-- Goal of the exercise --
Repeat the entries that follow verbatim, without any of their pictures.

○ ○ ○ ○ ○

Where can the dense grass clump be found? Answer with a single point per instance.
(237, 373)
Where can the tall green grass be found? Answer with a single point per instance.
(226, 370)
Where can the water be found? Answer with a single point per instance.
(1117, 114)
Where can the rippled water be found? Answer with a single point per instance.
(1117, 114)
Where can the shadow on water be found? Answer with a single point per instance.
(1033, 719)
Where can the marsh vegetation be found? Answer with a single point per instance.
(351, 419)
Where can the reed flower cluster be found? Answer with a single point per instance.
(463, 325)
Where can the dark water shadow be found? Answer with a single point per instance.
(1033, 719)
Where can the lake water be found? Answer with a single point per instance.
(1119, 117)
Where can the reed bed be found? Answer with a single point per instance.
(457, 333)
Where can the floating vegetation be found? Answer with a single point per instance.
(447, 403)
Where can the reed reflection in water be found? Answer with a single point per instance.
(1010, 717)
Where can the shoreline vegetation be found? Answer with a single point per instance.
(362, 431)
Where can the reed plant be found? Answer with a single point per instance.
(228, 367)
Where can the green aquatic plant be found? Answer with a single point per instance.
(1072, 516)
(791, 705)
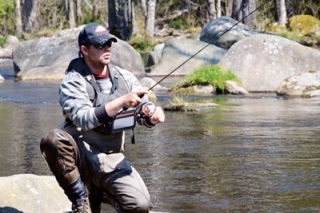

○ ○ ○ ○ ○

-- Answer --
Where can the dense grass clump be found? Answer with a single point per instance.
(237, 373)
Where can the tall green grass be found? Answer with a single point per instance.
(226, 370)
Where can the water be found? Answer with a single point per instance.
(1117, 114)
Where can the rippled water be found? Answer with a single point per instance.
(1117, 114)
Where can the shadow on water be found? Answer with a single point per instance.
(1033, 719)
Where can the marsh vegetation be found? Answer with a single point per instance.
(351, 419)
Where can the reed flower cluster be found? Answer with a single point per instance.
(463, 325)
Where can the dark water shadow be found? Answer with a single point per instance.
(1033, 719)
Where can the lake water be found? Answer with a single point per instance.
(1119, 117)
Where can the reed bed be found? Answer with a single point per instance.
(457, 333)
Where can the floating vegetation be found? Answer with a single point per instance.
(447, 403)
Where can the reed reflection in water be found? Answer with a single point per instance.
(1010, 717)
Where can the shoreline vegetation be found? Answer with a single point per instance.
(362, 431)
Where can the reed plant be found? Answer with a single point per instance.
(228, 367)
Where can the green aquatic plant be found? Answer with a single point per instance.
(1072, 516)
(791, 705)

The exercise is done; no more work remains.